**The exercise**
Rewrite the stretch from the start of the records through the line containing "[[74, 191], [697, 67]]", substituting "marker" for every occurrence of "keypoint" and leaving everything else unchanged. Omit the pictures from your answer.

:: Given records ::

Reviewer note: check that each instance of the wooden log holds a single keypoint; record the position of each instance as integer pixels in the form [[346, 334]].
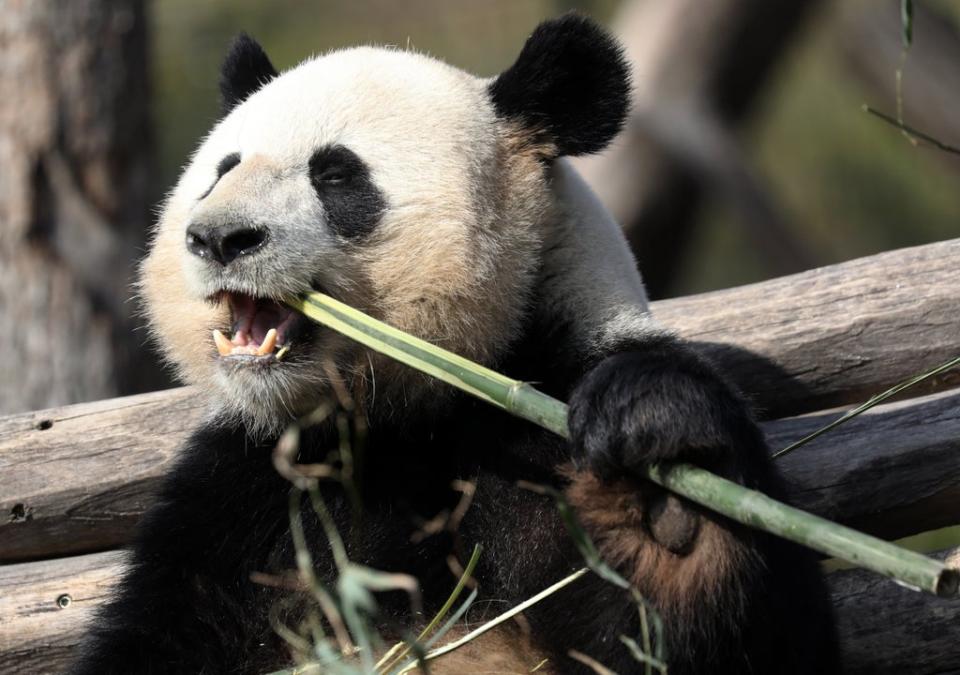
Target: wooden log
[[883, 627], [893, 471], [831, 336], [44, 606], [76, 479]]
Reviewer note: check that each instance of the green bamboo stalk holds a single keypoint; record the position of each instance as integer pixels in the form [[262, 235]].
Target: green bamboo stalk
[[730, 499]]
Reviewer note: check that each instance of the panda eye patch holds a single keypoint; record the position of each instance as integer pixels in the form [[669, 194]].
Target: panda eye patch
[[352, 202], [335, 165], [227, 163], [223, 167]]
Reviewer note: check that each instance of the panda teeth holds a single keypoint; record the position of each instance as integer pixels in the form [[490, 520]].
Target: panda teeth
[[224, 346], [269, 342], [227, 347]]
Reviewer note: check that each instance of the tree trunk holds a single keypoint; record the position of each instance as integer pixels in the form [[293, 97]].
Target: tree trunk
[[74, 191], [697, 67]]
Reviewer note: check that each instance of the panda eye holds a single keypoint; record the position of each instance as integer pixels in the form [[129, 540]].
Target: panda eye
[[334, 166], [227, 163], [333, 175]]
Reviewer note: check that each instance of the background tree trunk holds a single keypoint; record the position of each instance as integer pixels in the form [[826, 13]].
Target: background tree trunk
[[74, 199], [697, 66]]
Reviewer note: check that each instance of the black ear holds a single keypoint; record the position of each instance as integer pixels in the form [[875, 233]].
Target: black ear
[[246, 69], [570, 82]]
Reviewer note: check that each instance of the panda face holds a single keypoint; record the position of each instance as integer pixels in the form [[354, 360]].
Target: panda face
[[392, 181], [377, 176]]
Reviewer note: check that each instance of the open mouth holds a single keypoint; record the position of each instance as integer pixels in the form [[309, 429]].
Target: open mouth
[[262, 329]]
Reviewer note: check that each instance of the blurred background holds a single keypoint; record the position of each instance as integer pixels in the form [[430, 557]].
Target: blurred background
[[748, 154]]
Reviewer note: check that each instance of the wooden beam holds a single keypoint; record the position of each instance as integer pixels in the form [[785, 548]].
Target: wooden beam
[[45, 605], [883, 627], [76, 479], [892, 472], [831, 336]]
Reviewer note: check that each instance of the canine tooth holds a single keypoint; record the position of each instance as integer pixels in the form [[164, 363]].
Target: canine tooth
[[224, 346], [269, 342]]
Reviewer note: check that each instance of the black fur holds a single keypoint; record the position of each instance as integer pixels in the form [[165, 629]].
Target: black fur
[[246, 69], [352, 201], [223, 167], [570, 83]]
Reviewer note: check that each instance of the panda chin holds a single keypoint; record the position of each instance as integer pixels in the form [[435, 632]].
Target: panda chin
[[262, 329]]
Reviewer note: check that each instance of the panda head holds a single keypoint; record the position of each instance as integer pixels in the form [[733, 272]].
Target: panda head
[[396, 183]]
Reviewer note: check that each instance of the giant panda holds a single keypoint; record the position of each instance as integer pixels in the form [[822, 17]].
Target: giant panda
[[441, 203]]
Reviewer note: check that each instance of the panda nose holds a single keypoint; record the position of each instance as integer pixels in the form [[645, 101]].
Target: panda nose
[[224, 243]]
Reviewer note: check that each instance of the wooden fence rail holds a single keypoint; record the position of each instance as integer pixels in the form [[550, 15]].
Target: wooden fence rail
[[74, 480]]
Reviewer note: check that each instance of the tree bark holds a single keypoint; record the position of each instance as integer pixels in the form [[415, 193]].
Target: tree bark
[[77, 479], [74, 191], [883, 627]]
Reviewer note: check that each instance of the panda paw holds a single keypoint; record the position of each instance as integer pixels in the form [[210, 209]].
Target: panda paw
[[663, 403]]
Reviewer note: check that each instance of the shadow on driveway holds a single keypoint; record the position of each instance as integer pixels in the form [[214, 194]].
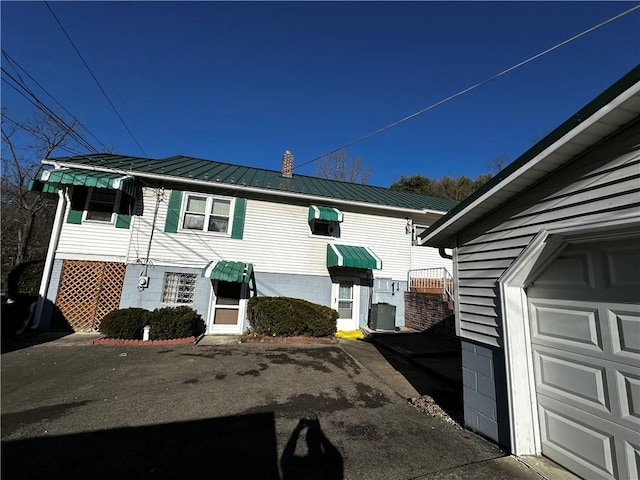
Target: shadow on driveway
[[234, 447]]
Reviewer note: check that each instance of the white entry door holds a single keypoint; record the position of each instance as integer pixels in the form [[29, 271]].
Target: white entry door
[[346, 300], [228, 307]]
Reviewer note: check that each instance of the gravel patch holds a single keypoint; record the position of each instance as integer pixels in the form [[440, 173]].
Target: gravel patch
[[428, 405]]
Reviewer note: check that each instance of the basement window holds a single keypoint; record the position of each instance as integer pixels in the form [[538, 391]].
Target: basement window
[[178, 288]]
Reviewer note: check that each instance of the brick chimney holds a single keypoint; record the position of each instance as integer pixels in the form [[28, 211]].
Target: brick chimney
[[287, 164]]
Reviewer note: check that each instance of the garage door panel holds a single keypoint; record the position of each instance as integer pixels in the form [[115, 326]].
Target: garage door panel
[[632, 457], [567, 325], [587, 444], [625, 325], [572, 378], [628, 385], [567, 439], [622, 265], [585, 338]]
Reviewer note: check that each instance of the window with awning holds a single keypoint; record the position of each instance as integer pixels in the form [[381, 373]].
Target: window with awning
[[351, 256], [328, 214], [49, 180], [325, 221]]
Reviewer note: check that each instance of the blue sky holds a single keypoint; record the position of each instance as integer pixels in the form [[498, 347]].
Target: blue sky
[[240, 82]]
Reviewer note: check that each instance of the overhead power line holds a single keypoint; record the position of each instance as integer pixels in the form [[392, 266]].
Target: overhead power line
[[468, 89], [25, 92], [16, 65], [95, 79]]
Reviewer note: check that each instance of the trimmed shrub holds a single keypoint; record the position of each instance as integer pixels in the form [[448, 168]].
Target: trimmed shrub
[[284, 316], [174, 322], [126, 323]]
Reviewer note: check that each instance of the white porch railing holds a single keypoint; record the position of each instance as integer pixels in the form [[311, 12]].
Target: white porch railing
[[431, 280]]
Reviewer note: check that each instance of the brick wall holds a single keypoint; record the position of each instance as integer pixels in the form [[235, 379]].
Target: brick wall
[[428, 312]]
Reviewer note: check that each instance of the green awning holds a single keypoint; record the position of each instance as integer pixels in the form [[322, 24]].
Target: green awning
[[325, 213], [353, 257], [87, 178], [238, 272]]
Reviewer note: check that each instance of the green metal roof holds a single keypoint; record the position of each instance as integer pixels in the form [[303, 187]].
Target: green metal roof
[[181, 168], [237, 272], [49, 180], [352, 257]]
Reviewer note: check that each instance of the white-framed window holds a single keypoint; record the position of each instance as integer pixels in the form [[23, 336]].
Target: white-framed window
[[382, 285], [206, 213], [179, 288], [325, 228], [101, 205]]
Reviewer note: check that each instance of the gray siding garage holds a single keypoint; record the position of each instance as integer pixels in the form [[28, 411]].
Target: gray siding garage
[[547, 273]]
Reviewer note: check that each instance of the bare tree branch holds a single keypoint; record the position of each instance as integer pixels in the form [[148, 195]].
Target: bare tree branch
[[339, 166]]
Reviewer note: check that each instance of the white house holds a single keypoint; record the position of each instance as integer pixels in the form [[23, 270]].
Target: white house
[[547, 281], [140, 232]]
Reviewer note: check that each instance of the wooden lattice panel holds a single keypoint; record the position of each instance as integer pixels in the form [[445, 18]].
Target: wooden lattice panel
[[88, 291], [110, 291]]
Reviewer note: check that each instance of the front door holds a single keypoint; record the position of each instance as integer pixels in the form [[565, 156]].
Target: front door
[[346, 300], [228, 305]]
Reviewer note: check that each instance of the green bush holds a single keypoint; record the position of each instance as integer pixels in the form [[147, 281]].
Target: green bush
[[174, 322], [284, 316], [166, 323], [126, 323]]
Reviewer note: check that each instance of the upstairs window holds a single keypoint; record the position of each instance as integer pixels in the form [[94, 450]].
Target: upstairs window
[[325, 221], [325, 228], [101, 204], [206, 214]]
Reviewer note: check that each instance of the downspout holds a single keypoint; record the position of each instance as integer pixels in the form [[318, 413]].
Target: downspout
[[51, 253]]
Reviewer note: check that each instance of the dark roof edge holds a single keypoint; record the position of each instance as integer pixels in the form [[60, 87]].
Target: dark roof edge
[[622, 85], [259, 190]]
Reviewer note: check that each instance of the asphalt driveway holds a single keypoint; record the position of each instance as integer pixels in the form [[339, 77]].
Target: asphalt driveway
[[222, 412]]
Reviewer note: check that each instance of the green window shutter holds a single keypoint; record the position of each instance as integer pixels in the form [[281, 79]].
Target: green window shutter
[[173, 212], [239, 213], [74, 216], [78, 201], [123, 221]]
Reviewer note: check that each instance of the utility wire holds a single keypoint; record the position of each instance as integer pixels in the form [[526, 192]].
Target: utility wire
[[96, 79], [35, 101], [473, 87], [41, 137], [16, 64]]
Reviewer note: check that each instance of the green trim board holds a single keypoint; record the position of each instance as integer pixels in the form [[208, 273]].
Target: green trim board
[[88, 178], [226, 271], [325, 213], [352, 257]]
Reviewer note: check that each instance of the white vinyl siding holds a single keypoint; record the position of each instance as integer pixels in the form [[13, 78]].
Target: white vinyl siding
[[97, 241], [277, 240], [602, 183]]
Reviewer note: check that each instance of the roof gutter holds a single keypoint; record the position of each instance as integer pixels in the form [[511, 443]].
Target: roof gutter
[[244, 188], [590, 121]]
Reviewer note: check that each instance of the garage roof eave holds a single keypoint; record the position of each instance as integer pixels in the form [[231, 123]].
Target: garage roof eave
[[608, 113]]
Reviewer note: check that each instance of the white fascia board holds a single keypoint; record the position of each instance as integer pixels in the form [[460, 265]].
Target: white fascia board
[[540, 157], [244, 188]]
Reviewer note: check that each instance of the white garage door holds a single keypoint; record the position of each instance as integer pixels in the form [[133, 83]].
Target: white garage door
[[585, 334]]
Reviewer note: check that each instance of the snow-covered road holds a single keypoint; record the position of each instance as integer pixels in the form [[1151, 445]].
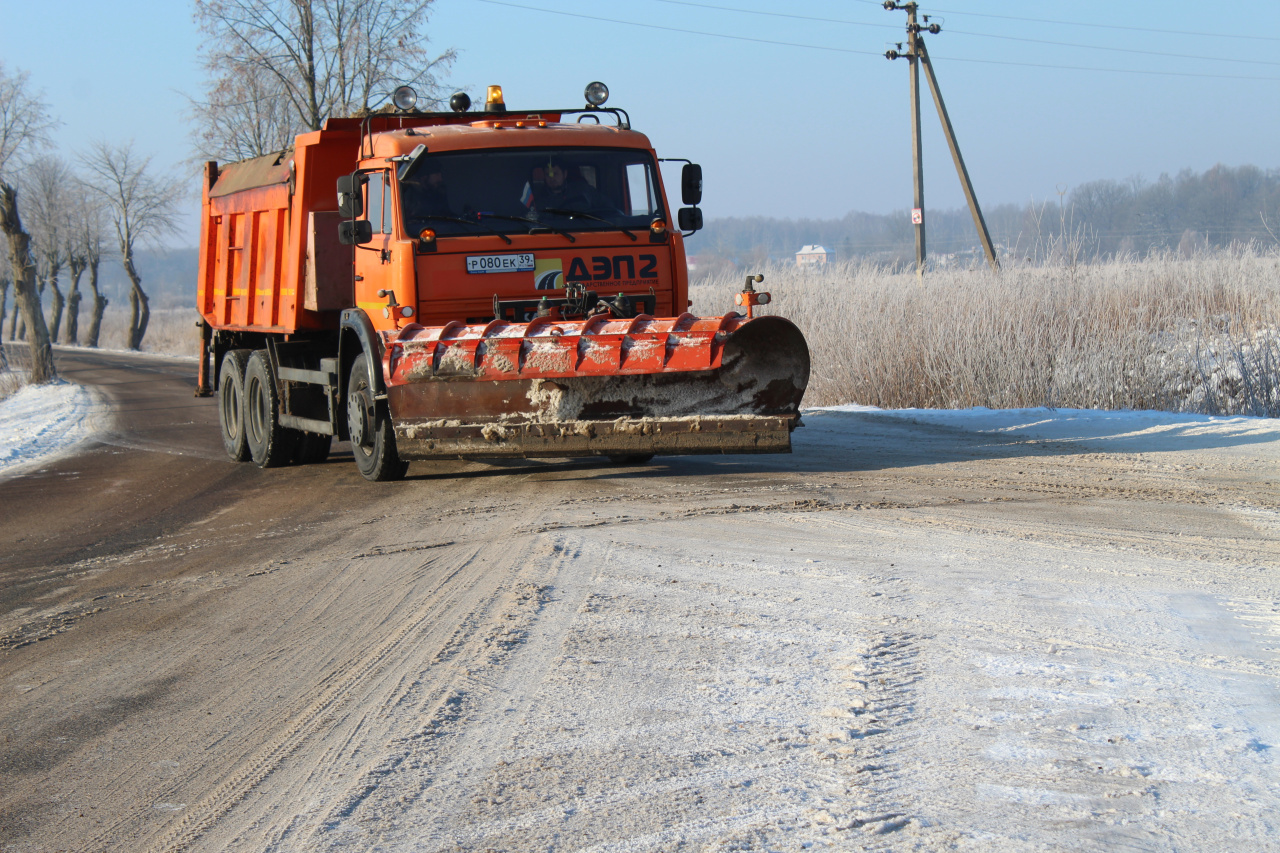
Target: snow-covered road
[[977, 630]]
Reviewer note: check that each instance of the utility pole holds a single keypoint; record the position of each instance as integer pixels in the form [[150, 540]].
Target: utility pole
[[919, 55], [917, 142]]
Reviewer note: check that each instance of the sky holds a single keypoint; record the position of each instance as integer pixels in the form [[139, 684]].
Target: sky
[[791, 109]]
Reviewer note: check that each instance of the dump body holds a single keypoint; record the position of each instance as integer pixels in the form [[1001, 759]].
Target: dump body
[[497, 286]]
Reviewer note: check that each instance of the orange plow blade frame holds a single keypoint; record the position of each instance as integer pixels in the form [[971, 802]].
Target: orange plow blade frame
[[598, 387]]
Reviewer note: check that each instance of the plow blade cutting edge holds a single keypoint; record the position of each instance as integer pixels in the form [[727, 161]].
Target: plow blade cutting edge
[[600, 387]]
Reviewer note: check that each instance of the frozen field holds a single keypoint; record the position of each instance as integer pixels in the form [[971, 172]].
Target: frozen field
[[924, 630]]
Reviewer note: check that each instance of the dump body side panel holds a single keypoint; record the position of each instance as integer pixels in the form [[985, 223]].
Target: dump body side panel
[[269, 232]]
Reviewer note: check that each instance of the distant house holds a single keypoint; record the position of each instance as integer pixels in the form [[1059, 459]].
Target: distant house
[[814, 255]]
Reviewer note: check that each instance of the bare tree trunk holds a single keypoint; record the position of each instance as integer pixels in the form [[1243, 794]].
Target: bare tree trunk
[[23, 273], [59, 305], [140, 309], [95, 322], [4, 310], [77, 265]]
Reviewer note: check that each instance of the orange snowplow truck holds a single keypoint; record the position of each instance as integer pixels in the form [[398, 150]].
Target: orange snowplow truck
[[475, 283]]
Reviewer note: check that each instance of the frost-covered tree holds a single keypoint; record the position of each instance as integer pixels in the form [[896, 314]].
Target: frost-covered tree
[[24, 124]]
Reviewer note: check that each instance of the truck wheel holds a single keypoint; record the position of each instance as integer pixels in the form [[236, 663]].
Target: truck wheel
[[231, 404], [269, 443], [312, 448], [373, 442]]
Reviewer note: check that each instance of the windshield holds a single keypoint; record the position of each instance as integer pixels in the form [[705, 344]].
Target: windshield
[[513, 190]]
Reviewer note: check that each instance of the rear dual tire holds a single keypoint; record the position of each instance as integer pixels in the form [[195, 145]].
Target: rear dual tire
[[231, 404], [269, 443]]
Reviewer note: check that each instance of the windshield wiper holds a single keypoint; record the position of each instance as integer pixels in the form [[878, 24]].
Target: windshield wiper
[[465, 222], [531, 223], [571, 214]]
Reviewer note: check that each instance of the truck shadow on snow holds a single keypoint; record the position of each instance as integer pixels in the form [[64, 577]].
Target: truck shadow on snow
[[850, 442]]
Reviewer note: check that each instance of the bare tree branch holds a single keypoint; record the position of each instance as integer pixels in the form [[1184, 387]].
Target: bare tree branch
[[141, 206], [48, 183], [280, 67]]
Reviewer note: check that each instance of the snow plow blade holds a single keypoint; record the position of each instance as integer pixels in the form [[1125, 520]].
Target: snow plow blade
[[599, 387]]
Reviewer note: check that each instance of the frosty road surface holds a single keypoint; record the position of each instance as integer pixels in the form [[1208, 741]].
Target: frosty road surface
[[920, 632]]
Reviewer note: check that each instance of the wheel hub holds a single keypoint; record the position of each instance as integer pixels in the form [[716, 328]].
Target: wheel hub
[[360, 407]]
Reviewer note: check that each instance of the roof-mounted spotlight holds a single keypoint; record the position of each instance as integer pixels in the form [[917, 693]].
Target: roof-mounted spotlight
[[405, 99], [493, 101], [597, 94]]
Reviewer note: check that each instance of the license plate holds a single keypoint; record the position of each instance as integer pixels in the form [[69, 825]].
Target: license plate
[[520, 263]]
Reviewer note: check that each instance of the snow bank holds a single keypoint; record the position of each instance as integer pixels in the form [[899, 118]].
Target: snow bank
[[1133, 430], [41, 423]]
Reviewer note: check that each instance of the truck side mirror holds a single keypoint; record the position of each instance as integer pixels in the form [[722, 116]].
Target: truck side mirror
[[351, 203], [691, 183], [690, 218], [356, 231]]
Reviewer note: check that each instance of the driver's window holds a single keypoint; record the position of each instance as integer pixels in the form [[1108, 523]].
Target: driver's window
[[379, 200], [639, 190]]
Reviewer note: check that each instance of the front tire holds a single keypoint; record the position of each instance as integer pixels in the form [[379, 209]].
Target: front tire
[[269, 443], [373, 441], [231, 404]]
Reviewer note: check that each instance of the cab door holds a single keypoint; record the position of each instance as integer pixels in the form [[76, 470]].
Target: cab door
[[374, 259]]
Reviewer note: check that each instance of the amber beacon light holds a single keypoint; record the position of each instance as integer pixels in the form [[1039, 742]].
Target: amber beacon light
[[493, 101]]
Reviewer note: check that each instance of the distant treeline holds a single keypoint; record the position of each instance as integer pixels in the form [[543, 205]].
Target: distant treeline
[[169, 276], [1097, 219]]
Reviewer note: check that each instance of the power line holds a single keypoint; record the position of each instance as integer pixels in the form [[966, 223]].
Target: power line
[[776, 14], [1119, 50], [691, 32], [862, 53], [1097, 26], [964, 32]]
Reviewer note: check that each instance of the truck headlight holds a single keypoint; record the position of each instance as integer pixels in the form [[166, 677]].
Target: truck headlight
[[597, 94], [405, 99]]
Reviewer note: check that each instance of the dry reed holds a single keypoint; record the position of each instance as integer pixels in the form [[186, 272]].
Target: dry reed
[[1198, 334], [1169, 333]]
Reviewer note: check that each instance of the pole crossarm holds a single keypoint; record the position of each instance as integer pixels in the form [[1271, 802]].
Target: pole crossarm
[[917, 55]]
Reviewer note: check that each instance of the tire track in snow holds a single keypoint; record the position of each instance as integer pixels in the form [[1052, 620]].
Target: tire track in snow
[[201, 816]]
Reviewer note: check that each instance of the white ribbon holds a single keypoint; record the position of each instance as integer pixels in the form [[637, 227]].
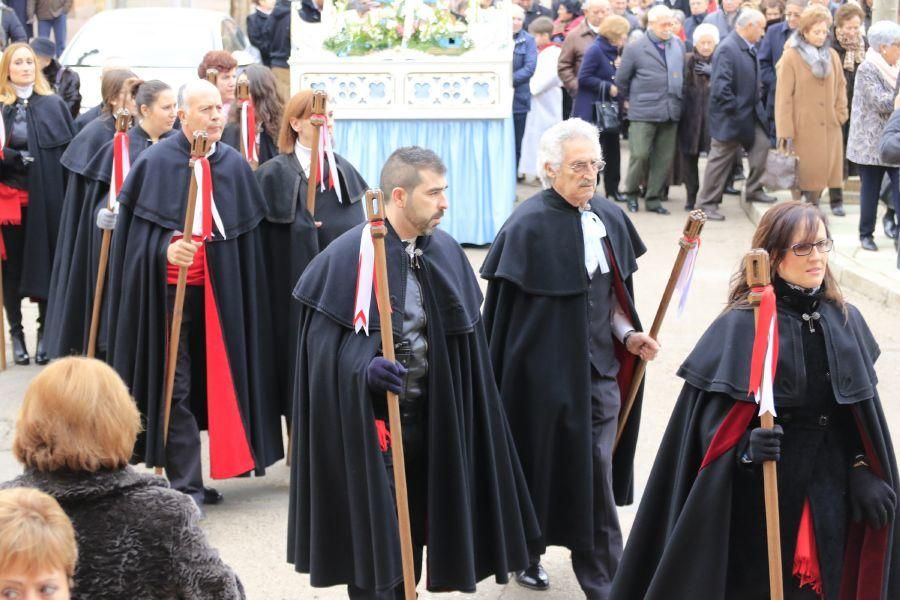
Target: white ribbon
[[365, 276], [766, 395], [594, 231]]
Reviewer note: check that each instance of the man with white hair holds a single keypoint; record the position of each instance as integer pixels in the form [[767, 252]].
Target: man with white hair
[[651, 80], [564, 336], [223, 374], [576, 44], [737, 114]]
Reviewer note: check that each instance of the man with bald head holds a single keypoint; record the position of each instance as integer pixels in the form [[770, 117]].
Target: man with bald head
[[224, 364]]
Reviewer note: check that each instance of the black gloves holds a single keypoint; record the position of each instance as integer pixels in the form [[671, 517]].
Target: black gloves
[[871, 498], [385, 376], [765, 444]]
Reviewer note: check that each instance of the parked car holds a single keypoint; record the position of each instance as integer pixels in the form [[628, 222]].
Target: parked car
[[156, 43]]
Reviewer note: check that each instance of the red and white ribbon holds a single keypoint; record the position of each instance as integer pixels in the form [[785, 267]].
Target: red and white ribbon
[[683, 285], [121, 166], [765, 352], [207, 213], [326, 151], [365, 279], [248, 131]]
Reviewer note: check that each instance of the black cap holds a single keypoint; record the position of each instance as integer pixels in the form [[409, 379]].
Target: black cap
[[43, 47]]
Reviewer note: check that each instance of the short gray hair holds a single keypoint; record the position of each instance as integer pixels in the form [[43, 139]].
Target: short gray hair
[[705, 29], [660, 11], [401, 170], [747, 16], [550, 150], [883, 33]]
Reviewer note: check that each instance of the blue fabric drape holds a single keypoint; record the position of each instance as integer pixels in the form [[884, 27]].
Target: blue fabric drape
[[480, 159]]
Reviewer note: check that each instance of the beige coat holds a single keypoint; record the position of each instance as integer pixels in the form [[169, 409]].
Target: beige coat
[[811, 111]]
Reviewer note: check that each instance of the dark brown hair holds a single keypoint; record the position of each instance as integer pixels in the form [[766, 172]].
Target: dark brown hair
[[267, 100], [220, 60], [775, 234]]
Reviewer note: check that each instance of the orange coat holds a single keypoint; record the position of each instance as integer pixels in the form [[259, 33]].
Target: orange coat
[[811, 111]]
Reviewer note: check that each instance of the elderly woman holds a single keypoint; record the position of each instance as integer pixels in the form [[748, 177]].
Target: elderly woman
[[75, 435], [811, 104], [850, 44], [837, 472], [873, 103], [693, 134], [37, 547], [597, 81]]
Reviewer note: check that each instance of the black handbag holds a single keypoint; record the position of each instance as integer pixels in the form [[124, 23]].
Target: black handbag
[[606, 113]]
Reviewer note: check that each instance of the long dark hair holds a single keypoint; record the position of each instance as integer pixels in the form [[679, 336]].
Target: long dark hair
[[266, 99], [775, 234]]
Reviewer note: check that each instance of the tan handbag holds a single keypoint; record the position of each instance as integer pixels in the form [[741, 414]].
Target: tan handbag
[[781, 167]]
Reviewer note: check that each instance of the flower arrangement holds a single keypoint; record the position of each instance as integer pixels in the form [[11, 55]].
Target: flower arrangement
[[417, 24]]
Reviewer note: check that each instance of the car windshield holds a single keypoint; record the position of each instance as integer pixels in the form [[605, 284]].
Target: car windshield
[[156, 43]]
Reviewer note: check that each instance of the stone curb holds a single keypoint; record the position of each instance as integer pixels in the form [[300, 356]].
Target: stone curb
[[848, 271]]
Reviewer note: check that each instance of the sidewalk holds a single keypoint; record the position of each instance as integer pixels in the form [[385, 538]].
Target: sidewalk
[[872, 274]]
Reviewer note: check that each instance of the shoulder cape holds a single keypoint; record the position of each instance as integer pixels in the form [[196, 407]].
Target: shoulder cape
[[342, 526]]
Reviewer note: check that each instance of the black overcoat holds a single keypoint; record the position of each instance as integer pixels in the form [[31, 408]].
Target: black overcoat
[[536, 317], [342, 525], [70, 306], [688, 521], [152, 205], [49, 132], [292, 239]]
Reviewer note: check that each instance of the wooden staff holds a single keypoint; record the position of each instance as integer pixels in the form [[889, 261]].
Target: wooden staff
[[123, 121], [243, 95], [199, 149], [375, 210], [756, 263], [318, 120], [690, 237]]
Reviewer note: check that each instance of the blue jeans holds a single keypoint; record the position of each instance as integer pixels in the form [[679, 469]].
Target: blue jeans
[[58, 25]]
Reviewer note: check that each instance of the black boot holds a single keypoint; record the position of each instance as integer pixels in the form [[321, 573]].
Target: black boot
[[20, 352], [40, 355]]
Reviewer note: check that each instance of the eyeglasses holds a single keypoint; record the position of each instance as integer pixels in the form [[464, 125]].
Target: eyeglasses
[[805, 248], [581, 166]]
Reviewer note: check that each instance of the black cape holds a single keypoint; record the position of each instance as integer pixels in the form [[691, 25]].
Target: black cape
[[292, 240], [268, 149], [536, 315], [342, 525], [75, 266], [152, 204], [49, 132], [687, 521]]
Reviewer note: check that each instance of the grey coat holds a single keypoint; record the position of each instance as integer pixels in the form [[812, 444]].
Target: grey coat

:::

**Output of the exercise**
Reviewer note: check that each instance of the wooden log holds a single marker; record the position of each instance as integer pixels in the form [[346, 334]].
Target: wooden log
[[883, 627], [893, 471], [831, 336], [44, 606], [76, 479]]
Reviewer note: check that each instance of the green bamboo stalk holds a single marker; record the position of each instance as integer pixels in the form [[262, 235]].
Target: green bamboo stalk
[[730, 499]]
Reviewer note: check that each instance of the panda eye patch holds a single marker; record the position of each instance as integer pixels in the form [[669, 194]].
Target: panda eye patch
[[352, 202], [335, 165], [227, 163], [223, 167]]
Reviewer note: check that each instance of the panda teeth holds a single marker; record the position of each instance as integer pixels in the form [[490, 520]].
Target: panda teeth
[[224, 346], [269, 342], [227, 347]]
Reviewer note: check that each instance of the tree trunk holds a single marker; record the position of each instance as integer pixels in the form [[293, 97]].
Target: tree trunk
[[74, 191], [697, 67]]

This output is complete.